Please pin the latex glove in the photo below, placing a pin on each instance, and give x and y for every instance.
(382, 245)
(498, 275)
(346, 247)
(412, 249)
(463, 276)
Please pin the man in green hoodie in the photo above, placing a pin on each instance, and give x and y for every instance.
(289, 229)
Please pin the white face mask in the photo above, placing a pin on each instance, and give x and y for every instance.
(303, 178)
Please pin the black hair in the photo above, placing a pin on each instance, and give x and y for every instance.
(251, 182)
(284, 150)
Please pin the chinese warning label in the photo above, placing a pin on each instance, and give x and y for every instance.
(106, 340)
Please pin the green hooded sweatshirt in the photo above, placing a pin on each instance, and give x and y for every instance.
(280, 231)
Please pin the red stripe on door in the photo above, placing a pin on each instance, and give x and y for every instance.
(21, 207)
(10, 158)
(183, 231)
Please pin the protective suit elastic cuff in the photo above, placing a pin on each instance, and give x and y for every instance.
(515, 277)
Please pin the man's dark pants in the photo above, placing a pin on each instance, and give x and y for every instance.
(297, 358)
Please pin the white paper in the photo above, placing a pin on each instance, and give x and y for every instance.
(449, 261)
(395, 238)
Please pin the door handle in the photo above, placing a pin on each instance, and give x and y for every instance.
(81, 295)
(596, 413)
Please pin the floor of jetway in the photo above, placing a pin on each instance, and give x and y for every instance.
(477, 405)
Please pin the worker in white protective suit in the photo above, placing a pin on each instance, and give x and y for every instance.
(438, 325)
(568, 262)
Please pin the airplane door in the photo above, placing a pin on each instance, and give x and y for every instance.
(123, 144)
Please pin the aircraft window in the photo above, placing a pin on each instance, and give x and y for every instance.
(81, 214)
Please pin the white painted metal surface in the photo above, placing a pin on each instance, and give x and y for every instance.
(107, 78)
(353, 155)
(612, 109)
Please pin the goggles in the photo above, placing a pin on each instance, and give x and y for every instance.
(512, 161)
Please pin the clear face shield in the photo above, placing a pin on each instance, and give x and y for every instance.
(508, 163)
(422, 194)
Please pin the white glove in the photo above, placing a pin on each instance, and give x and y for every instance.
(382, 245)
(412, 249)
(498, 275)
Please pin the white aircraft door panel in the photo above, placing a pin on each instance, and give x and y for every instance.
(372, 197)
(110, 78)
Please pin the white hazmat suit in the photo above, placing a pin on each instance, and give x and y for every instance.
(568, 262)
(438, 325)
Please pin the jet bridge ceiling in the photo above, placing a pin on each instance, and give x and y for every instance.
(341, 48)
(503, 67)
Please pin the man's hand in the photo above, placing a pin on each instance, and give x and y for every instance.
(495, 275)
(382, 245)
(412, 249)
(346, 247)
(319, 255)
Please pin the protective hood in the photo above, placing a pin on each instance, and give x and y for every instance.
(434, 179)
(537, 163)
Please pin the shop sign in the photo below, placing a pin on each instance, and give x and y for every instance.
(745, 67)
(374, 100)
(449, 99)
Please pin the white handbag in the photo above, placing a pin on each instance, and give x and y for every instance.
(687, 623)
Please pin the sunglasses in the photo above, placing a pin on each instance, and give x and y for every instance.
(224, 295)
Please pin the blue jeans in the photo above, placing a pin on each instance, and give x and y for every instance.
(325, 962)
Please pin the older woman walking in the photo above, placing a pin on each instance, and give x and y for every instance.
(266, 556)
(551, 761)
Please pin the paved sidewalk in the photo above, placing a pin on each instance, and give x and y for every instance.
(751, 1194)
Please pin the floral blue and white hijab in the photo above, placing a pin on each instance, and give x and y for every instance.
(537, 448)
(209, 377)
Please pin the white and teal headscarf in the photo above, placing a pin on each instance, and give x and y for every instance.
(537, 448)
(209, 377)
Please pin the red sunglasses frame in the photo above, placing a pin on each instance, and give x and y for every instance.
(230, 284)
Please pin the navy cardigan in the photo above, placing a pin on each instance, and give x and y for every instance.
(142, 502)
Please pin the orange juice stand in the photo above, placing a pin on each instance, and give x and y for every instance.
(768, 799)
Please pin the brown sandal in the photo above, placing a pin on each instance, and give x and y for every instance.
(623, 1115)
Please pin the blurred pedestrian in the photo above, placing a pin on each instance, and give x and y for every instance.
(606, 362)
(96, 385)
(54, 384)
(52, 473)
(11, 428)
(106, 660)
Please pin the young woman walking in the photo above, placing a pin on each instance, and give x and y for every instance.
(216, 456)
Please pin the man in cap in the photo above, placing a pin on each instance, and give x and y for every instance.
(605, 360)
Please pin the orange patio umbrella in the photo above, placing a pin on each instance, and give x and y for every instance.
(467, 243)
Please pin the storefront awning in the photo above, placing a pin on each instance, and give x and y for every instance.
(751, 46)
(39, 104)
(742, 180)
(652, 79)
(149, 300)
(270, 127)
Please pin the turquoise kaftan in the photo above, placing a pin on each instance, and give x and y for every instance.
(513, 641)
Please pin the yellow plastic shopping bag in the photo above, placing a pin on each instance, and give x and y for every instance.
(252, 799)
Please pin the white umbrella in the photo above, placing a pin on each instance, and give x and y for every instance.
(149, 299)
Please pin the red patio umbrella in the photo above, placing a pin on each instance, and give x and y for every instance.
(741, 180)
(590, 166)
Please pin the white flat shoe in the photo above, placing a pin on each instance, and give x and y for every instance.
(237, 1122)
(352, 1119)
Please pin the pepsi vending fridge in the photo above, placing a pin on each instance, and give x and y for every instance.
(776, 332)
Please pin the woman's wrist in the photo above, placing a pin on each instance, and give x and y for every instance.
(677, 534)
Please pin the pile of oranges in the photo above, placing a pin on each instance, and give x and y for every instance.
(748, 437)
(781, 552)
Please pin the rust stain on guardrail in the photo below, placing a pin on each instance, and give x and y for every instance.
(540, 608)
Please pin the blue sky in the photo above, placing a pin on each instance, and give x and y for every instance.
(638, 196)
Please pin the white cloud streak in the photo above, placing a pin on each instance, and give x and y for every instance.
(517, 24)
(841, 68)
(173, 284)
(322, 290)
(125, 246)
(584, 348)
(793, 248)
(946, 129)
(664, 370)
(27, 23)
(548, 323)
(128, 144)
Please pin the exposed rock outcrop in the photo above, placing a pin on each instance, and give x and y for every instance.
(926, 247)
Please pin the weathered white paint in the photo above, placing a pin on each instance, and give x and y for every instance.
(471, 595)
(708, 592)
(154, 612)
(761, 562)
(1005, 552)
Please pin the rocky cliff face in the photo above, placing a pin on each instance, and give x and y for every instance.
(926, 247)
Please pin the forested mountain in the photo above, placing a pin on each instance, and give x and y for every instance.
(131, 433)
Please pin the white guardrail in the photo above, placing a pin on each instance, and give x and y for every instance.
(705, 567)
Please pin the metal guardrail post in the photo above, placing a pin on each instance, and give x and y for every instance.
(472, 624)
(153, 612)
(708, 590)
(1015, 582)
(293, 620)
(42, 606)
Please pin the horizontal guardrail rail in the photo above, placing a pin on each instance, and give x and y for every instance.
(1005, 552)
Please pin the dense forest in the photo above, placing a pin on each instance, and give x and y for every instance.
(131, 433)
+--
→ **Brief**: Reproduce the records above in full and with exact wording.

→ **Your solution**:
Please pin the latex glove in the photo below, placing a pin on each instance, and give x and y for every instance.
(382, 245)
(498, 275)
(346, 247)
(412, 249)
(463, 276)
Please pin the man in green hoodie in the photo above, placing a pin on each instance, and give x and y for every instance.
(289, 229)
Please pin the white face mask in the photo above, placing a pin on each instance, and give x and y for every instance.
(303, 178)
Please pin the black hair in the photo above, placing a pin on each instance, and give x and y for every instance.
(251, 182)
(284, 150)
Please pin the chinese warning label in the photo above, placing a pin on each instance, and give x and y for every instance.
(106, 340)
Please pin the green hooded sweatshirt in the photo above, placing a pin on each instance, and give x and y for every instance.
(280, 231)
Please pin the red stripe on door in the photo above, placing a pin on each instance, and give x and y for every instance.
(21, 207)
(10, 158)
(183, 231)
Please pin the protective suit elastic cuff in the photo above, placing a pin on each instance, and give x and y for every instance.
(515, 277)
Please pin the man's dark pants in the photo above, placing a pin on each instance, and give x and y for every instance.
(297, 358)
Please pin the white paper in the photo above, placing a pin on each instance, and give x and y for every instance.
(449, 261)
(395, 238)
Please pin the door handle in the photo above, placing a pin on each instance, and give x and y for every instance.
(81, 295)
(596, 413)
Please pin the floor of jetway in the photo above, placing a pin on each instance, and give x and y for every instance.
(477, 405)
Please pin the worker in white protective suit in the photo above, placing a pin on each instance, and give x and y for every instance.
(438, 325)
(568, 262)
Please pin the airplane door in the photo above, placing a pin on each instance, and give x and y for every instance.
(123, 144)
Please pin the aircraft window in the photo above, placing a pin on each instance, and give x and y for every instance.
(81, 214)
Please pin the white painted metal surface in the photo above, placing a pin on each instance, and give x and y for every instance.
(107, 78)
(353, 155)
(612, 109)
Please pin the goggles in the photo above, placing a pin on each instance, and give x and y for every instance.
(512, 161)
Please pin the clear face shield in the photo above, placing a pin on each instance, and give x and y for every instance.
(508, 163)
(422, 194)
Please pin the white glove in the photo above, placing a pin on each instance, and give x and y for every instance.
(382, 245)
(412, 249)
(498, 275)
Please pin the white aircraft door panel in the photo above, placing a pin on each instance, and give x and y for every instance.
(372, 197)
(110, 78)
Please pin the white hazmat suit in the photo above, placing a pin on each instance, and give x and y for every instance.
(568, 262)
(438, 325)
Please pin the jet bridge ceiling in the photo above, placing a pin on each instance, and give x and y for every instance.
(341, 48)
(503, 67)
Please pin the man's hand in the photo above, placing a pin on each instance, and give x and y for every instance.
(495, 275)
(382, 245)
(412, 249)
(346, 247)
(319, 255)
Please pin the protective hood in the photo above, placing a pin on each instance, and give x and y for every instance.
(434, 179)
(537, 163)
Please pin the shop sign in the photo below, placing a pin on each instance, and give x and y for every instance.
(745, 67)
(374, 100)
(449, 99)
Please pin the white handbag in the photo above, placing a pin on each instance, and give x and y for every instance.
(687, 623)
Please pin the sunglasses in the photo above, placing a pin on each instance, and give x and y for every instance.
(224, 295)
Please pin the blue jeans in the photo above, placing a pin on each instance, and give x and y for every instance.
(325, 962)
Please pin the older woman walking in the photo above, placing a pin on each instance, and give x and y for every instance.
(266, 556)
(551, 761)
Please pin the paved sidewalk in the photo above, placing a pin on each instance, and give x and y for every instance.
(751, 1194)
Please pin the floral blue and white hijab in the photo above, placing a pin on each instance, and give x and y for every instance.
(537, 448)
(209, 377)
Please pin the white and teal headscarf in the photo above, placing a pin on each instance, and give x and y for every instance.
(537, 448)
(209, 377)
Please pin the red sunglasses frame in the photo above, placing a pin on each instance, and give x and y for every instance.
(230, 284)
Please pin the navy cardigan in the photo above, placing a pin on each instance, and give x and y for every instance.
(142, 502)
Please pin the orange juice stand in the photo above, placing a pin on each instance, and give x and y for every instance.
(768, 799)
Please pin the brown sandal in the photo above, placing a pin on each instance, and give x and y for every instance.
(623, 1115)
Please pin the blurred pedestrian in the photo above, placing a pin on each instance, and give x and y for every instance.
(606, 362)
(96, 385)
(54, 384)
(52, 473)
(11, 428)
(106, 660)
Please pin the young woman walking in the photo above, placing a pin on each instance, and give x and y for every instance.
(216, 456)
Please pin the man in cap in the photo above, placing a pin on each instance, and give x and y for every instance.
(605, 360)
Please pin the orange patio umbrella in the photo above, placing a pin on each instance, and give x and y for every instance.
(467, 243)
Please pin the storefront awning in the photo above, placing a pin on each instance, and give x and y for every instance.
(751, 46)
(39, 104)
(742, 180)
(652, 79)
(149, 300)
(270, 127)
Please pin the turquoise kaftan in the photo above, placing a pin on each instance, and give x and y for every instance.
(513, 641)
Please pin the yellow plastic shopping bag in the photo above, placing a pin on each instance, and give x and y for every instance.
(252, 799)
Please pin the white umbrella in the photo above, placing a pin on each instance, and give x and y for every instance.
(149, 299)
Please pin the red patio umbrella in the photo above, placing a pin on each instance, and give x and y for every instance.
(741, 180)
(590, 166)
Please pin the white flat shoe in the photo above, placing a pin on each instance, and give x and y for every instance.
(237, 1122)
(352, 1119)
Please pin the pepsi vending fridge in the photo above, placing a pin on each instance, and give x and y for every instance.
(776, 332)
Please pin the woman's wrist in the photo above, placing a pin on each instance, and give x and y for every instance.
(677, 534)
Please pin the pile of oranges in the photo above, placing a pin on each instance, and give x and y for every instance.
(748, 437)
(781, 552)
Please pin the rust stain on guardrail in the photo below, placing a pin on each instance, and give x and y for every instance.
(540, 608)
Please pin the blue sky in the photo above, placing a pin on each instance, and give x and y for every instance.
(638, 196)
Please pin the white cloud streak in the photo above, placing a pin on each instance, and give x and y for every instance.
(517, 24)
(841, 68)
(173, 284)
(322, 290)
(125, 246)
(584, 348)
(793, 248)
(946, 129)
(664, 370)
(27, 23)
(548, 323)
(128, 144)
Please pin the exposed rock outcrop in the photo above, placing a pin on each instance, and give x and y for every instance.
(926, 247)
Please pin the weathered white paint in the photo above, placing a pin on each instance, and give x and y for every instance.
(471, 595)
(708, 592)
(154, 612)
(761, 562)
(1005, 552)
Please pin the rocky cliff face in the photo above, placing a pin on each instance, and give x and y for every instance.
(926, 247)
Please pin the forested mountain in the photo above, placing a pin on each instance, and give x and y for every instance.
(131, 433)
Please pin the white guardrail in the photo above, placing a pin on each instance, and give x and y for every instance.
(705, 567)
Please pin the metal guardrail post in the photo above, placing a pin on each instance, and give x and y for every instance.
(472, 624)
(153, 612)
(708, 590)
(1015, 582)
(293, 620)
(42, 606)
Please pin the horizontal guardrail rail in the photo above, placing a pin on each instance, and give x and y for every instance.
(1005, 552)
Please pin the dense forest in the photo above, placing a pin on each instance, and give x and y for every instance.
(131, 433)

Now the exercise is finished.